_Given records_
%%
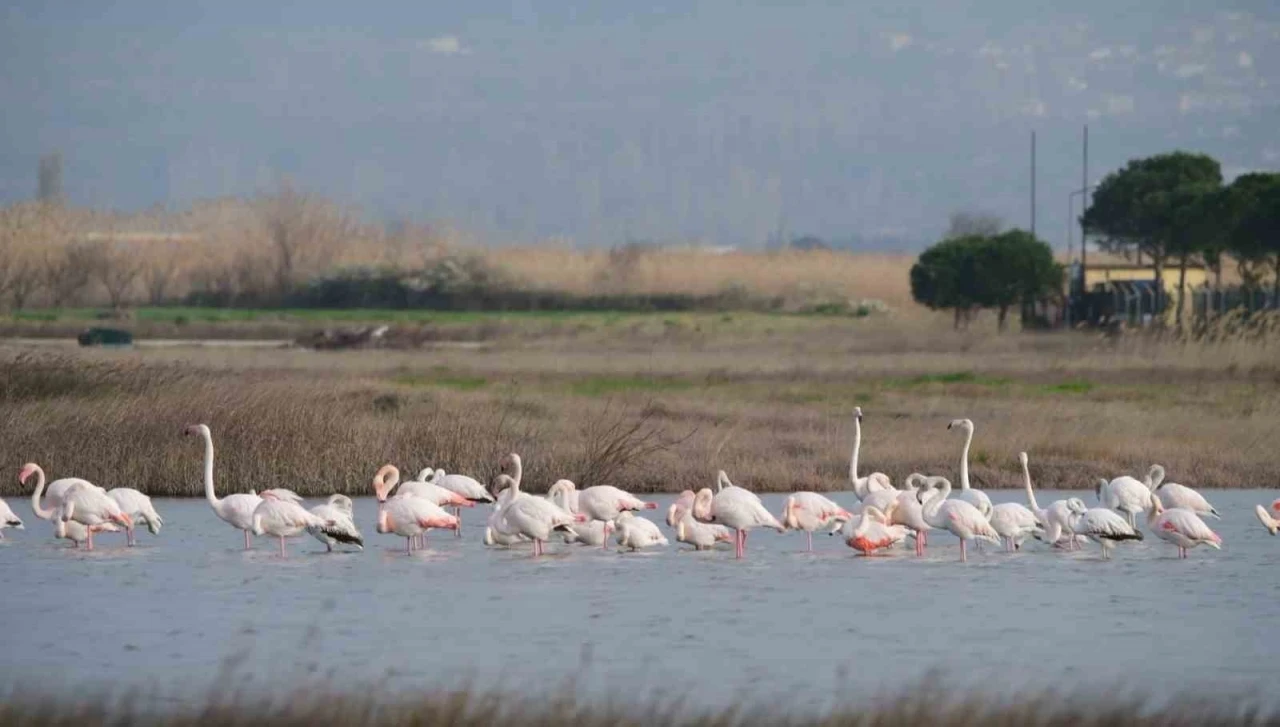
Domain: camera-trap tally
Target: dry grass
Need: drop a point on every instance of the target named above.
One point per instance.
(768, 398)
(462, 708)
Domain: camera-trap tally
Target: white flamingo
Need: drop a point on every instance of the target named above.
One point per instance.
(464, 485)
(635, 533)
(533, 517)
(73, 531)
(1127, 495)
(137, 506)
(1270, 521)
(1014, 524)
(337, 524)
(8, 519)
(1055, 519)
(1104, 526)
(236, 510)
(874, 533)
(871, 483)
(283, 519)
(1171, 494)
(734, 507)
(1182, 527)
(961, 519)
(977, 498)
(810, 511)
(90, 506)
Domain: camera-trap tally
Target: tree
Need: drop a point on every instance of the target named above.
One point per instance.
(1253, 231)
(973, 224)
(1148, 206)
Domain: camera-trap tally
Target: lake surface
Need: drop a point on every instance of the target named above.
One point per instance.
(188, 606)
%%
Reproduce the whole listing above with "camera-trap tally" replaced by "wildlife survey count" everywhere it occurs, changing nothing else. Leave the pictures out.

Domain: wildlife survey count
Target: dry grass
Need: drop a point on every instance of the target named above.
One point per instance.
(768, 398)
(462, 708)
Domain: wildlife survey count
Target: white flamingo
Need: drop a point on every instance of the target named above.
One point per instance.
(464, 485)
(635, 533)
(533, 517)
(73, 531)
(1127, 495)
(137, 506)
(1270, 521)
(1014, 524)
(337, 524)
(8, 519)
(1055, 519)
(1104, 526)
(236, 510)
(874, 533)
(871, 483)
(283, 519)
(1171, 494)
(734, 507)
(1182, 527)
(961, 519)
(977, 498)
(810, 511)
(90, 506)
Domain: wildlife survey count
Target: tree
Need: drop a point on every instance of the target named above.
One point per instance.
(1253, 231)
(973, 224)
(1148, 206)
Domain: wildlife survey count
Target: lake surface
Need: drop a point on every instance of the target named above.
One point per instance.
(188, 606)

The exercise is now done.